» **DESCRIPTION OF THE TASK**
From the data below, pick out each line containing the word "window" and copy those lines.

» **SUPPLIED DATA**

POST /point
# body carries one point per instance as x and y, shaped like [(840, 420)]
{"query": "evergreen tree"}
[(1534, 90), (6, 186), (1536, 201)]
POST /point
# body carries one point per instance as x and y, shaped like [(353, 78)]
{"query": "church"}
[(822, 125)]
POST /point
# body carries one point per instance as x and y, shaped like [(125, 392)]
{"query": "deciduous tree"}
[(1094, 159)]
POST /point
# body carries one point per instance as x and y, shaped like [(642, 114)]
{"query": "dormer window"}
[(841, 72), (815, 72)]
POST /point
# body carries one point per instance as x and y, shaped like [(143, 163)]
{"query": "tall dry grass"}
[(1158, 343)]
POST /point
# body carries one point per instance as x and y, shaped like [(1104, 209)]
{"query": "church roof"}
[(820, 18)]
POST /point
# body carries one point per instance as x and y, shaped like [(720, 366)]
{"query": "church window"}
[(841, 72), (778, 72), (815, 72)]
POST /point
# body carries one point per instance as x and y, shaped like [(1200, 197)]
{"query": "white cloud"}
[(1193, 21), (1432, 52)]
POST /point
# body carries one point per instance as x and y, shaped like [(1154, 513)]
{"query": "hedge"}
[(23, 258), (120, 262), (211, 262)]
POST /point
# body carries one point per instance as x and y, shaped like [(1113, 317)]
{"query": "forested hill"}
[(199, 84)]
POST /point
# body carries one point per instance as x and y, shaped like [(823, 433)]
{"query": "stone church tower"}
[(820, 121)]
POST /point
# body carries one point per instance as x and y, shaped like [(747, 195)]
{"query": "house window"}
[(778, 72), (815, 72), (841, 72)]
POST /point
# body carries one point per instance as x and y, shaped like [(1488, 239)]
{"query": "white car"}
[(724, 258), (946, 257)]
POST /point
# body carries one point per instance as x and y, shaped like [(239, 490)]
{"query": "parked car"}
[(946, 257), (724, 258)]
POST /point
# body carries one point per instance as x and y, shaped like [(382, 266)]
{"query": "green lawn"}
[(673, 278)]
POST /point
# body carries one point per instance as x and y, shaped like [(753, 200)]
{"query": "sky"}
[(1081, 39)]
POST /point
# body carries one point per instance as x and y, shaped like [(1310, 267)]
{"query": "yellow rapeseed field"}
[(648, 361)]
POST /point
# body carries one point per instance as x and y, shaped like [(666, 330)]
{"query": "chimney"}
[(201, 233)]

...

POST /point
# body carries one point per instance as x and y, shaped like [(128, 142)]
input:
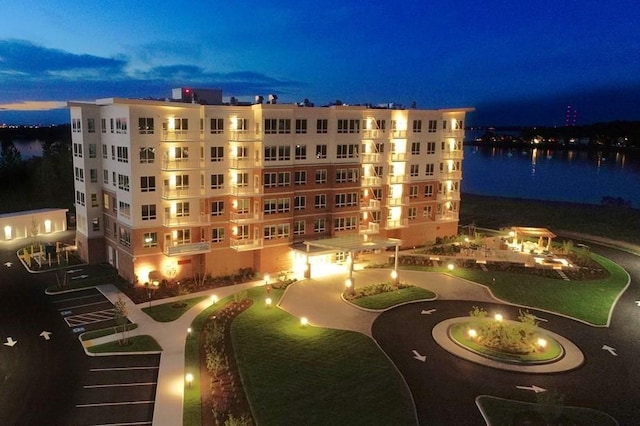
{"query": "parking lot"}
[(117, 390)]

» **COMPLETE OUTPUT**
{"query": "dormer window"}
{"query": "church window"}
{"query": "house window"}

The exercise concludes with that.